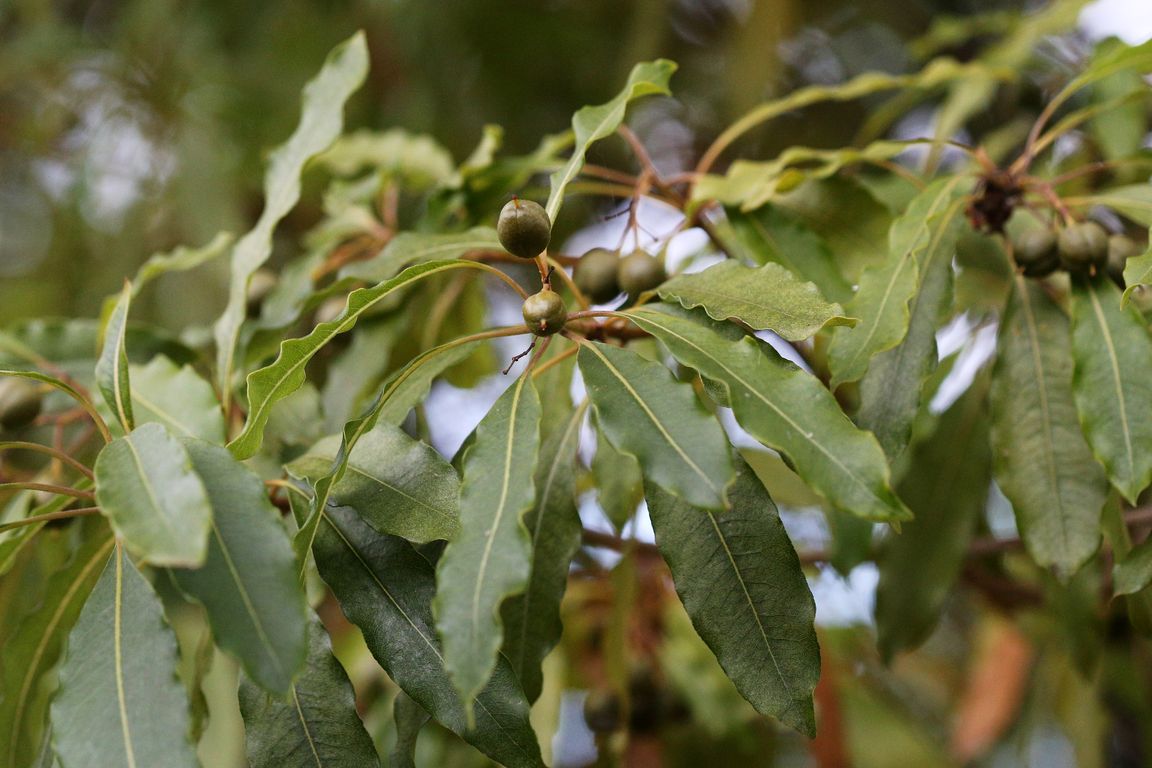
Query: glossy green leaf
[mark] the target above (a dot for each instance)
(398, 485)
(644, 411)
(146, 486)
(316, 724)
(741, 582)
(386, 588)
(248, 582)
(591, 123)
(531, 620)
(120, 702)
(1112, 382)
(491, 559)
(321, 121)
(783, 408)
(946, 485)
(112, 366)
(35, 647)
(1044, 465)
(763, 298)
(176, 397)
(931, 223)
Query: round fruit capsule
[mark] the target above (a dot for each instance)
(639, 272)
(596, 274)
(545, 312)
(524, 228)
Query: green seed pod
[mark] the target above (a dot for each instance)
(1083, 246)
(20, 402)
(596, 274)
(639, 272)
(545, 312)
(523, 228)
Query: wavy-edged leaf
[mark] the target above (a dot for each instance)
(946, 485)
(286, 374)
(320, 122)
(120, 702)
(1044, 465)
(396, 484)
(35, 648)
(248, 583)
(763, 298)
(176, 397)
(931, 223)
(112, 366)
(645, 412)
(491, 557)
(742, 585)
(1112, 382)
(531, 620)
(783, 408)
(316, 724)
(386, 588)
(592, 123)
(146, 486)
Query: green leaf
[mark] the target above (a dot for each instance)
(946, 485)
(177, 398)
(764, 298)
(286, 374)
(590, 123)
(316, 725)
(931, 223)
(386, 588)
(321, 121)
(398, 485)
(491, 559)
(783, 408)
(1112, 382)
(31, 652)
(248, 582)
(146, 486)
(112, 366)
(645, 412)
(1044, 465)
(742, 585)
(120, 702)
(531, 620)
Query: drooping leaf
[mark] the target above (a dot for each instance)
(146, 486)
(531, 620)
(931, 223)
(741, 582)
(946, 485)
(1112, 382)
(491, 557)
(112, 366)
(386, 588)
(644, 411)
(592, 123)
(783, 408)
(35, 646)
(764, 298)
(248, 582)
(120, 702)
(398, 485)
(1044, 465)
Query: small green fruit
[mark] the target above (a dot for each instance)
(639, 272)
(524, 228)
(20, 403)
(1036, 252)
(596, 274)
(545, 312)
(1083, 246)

☆ ☆ ☆

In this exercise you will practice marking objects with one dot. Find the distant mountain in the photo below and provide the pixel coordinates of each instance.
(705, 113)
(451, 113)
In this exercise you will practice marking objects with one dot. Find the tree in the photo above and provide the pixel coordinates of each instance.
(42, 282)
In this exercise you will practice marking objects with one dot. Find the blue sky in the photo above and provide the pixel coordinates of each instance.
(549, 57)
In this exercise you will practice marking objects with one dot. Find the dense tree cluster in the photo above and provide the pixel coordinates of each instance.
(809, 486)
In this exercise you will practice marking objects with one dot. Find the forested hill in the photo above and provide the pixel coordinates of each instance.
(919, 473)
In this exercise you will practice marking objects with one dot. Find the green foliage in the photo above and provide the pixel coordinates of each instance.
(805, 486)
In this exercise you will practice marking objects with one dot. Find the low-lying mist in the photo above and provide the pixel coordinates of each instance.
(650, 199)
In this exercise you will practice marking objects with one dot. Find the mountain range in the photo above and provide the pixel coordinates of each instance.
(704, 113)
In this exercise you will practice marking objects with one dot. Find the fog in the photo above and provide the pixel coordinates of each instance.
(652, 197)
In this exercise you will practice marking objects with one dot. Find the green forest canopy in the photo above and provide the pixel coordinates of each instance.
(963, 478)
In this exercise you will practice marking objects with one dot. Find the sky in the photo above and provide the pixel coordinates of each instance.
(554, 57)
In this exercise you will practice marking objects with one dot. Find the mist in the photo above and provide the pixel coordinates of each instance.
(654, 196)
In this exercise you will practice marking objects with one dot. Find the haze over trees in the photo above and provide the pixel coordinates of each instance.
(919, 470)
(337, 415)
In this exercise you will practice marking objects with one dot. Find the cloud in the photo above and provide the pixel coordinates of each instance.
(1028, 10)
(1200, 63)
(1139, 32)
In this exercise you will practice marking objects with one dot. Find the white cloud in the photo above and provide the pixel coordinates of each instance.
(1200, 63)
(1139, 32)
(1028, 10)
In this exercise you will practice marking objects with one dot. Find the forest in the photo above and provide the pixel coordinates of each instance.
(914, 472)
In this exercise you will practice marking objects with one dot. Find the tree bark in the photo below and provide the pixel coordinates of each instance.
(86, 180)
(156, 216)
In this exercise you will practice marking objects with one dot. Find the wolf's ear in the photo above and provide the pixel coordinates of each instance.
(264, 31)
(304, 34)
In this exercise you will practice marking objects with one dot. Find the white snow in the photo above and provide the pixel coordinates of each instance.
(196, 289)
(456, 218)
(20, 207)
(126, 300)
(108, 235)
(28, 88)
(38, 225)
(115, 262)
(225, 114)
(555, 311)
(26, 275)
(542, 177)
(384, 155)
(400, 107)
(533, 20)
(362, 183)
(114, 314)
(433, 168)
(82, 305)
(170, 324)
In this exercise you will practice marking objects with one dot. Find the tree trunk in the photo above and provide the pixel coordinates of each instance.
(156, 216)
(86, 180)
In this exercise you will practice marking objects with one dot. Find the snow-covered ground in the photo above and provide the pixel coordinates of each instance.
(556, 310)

☆ ☆ ☆

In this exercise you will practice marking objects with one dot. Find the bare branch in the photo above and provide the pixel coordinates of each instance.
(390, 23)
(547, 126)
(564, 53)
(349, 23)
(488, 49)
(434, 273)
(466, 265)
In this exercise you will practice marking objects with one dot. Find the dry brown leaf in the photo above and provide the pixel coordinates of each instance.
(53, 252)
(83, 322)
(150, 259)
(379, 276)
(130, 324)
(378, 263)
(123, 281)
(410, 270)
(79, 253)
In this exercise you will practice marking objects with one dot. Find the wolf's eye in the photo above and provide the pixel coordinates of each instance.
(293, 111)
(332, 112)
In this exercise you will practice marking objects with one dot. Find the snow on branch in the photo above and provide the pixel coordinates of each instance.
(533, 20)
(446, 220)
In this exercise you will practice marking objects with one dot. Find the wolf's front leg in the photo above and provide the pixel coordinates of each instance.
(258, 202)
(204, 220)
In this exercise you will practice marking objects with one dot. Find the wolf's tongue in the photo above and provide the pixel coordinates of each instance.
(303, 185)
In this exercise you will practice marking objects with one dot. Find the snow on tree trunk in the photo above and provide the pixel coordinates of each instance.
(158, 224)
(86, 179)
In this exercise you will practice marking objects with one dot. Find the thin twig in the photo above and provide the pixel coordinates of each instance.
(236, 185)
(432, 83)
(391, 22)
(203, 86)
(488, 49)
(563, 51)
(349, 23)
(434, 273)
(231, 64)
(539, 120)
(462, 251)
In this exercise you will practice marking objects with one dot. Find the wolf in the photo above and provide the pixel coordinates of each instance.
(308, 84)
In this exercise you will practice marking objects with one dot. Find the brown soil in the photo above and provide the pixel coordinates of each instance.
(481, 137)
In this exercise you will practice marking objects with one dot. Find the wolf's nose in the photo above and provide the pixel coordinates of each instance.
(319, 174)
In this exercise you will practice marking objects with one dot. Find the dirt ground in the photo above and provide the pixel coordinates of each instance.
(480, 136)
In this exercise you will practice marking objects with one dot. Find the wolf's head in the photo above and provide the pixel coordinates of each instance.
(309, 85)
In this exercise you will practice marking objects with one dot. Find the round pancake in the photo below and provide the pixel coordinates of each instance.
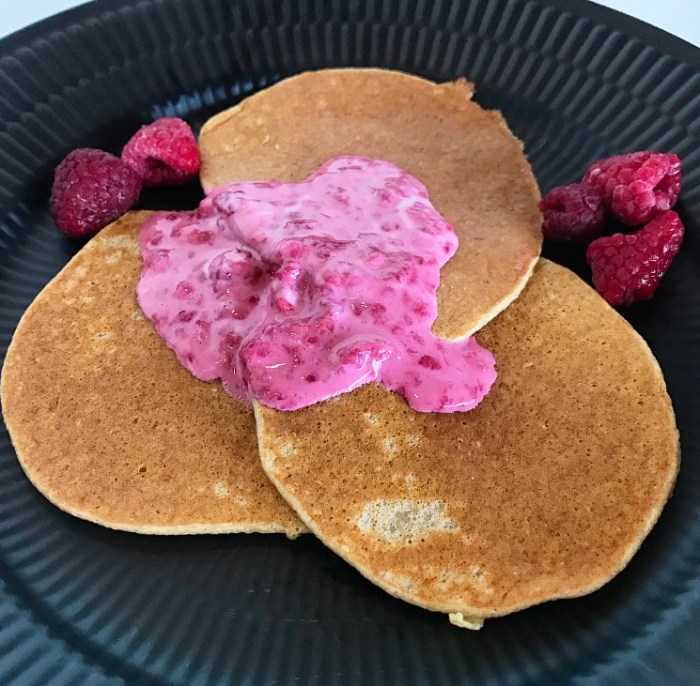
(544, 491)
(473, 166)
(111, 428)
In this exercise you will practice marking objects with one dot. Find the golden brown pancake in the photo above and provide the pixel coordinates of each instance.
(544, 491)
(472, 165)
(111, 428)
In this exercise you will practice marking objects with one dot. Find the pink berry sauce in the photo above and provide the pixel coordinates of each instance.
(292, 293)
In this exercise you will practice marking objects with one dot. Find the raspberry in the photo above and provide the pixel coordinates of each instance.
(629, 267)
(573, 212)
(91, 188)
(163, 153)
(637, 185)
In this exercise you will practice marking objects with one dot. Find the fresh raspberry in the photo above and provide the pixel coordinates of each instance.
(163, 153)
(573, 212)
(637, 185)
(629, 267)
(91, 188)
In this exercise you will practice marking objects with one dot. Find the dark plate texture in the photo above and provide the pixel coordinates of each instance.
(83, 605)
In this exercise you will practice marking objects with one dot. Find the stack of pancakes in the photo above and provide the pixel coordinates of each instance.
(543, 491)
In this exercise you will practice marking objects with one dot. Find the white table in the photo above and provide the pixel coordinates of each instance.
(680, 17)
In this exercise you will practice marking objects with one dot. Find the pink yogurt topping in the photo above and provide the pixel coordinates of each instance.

☆ ☆ ☆

What is needed ▸ Everything above from the line with "Query: glossy green leaf" to the line with "Query: drooping leaf", both included, must be repeated exactly, and nothing outside that range.

Task answer ▸
Query: glossy green leaf
[mark] the target above (a dot for each instance)
(398, 485)
(644, 411)
(146, 486)
(316, 724)
(741, 582)
(386, 588)
(248, 582)
(591, 123)
(531, 620)
(120, 702)
(1112, 382)
(491, 559)
(321, 121)
(783, 408)
(946, 485)
(112, 366)
(35, 647)
(1044, 465)
(763, 298)
(176, 397)
(931, 223)
Query: round fruit capsule
[mark] the target above (a dot for each instance)
(639, 272)
(596, 274)
(545, 312)
(524, 228)
Query: green seed pod
[mark] the target above (a dot for each instance)
(1083, 246)
(20, 402)
(596, 274)
(639, 272)
(545, 312)
(523, 228)
Query: wavy-edged leaf
[mark] the target above (a dot for each instance)
(946, 485)
(286, 374)
(320, 122)
(120, 702)
(1044, 465)
(396, 484)
(35, 648)
(248, 583)
(763, 298)
(176, 397)
(931, 223)
(112, 366)
(645, 412)
(491, 557)
(742, 585)
(1112, 382)
(531, 620)
(783, 408)
(316, 724)
(386, 588)
(592, 123)
(146, 486)
Query: green leaf
[mark] the target above (a dot for each instance)
(946, 485)
(177, 398)
(764, 298)
(286, 374)
(590, 123)
(316, 725)
(931, 223)
(386, 588)
(321, 121)
(398, 485)
(491, 559)
(783, 408)
(1112, 382)
(31, 652)
(248, 582)
(146, 486)
(112, 366)
(645, 412)
(1044, 465)
(742, 585)
(120, 702)
(531, 620)
Query: drooping leaf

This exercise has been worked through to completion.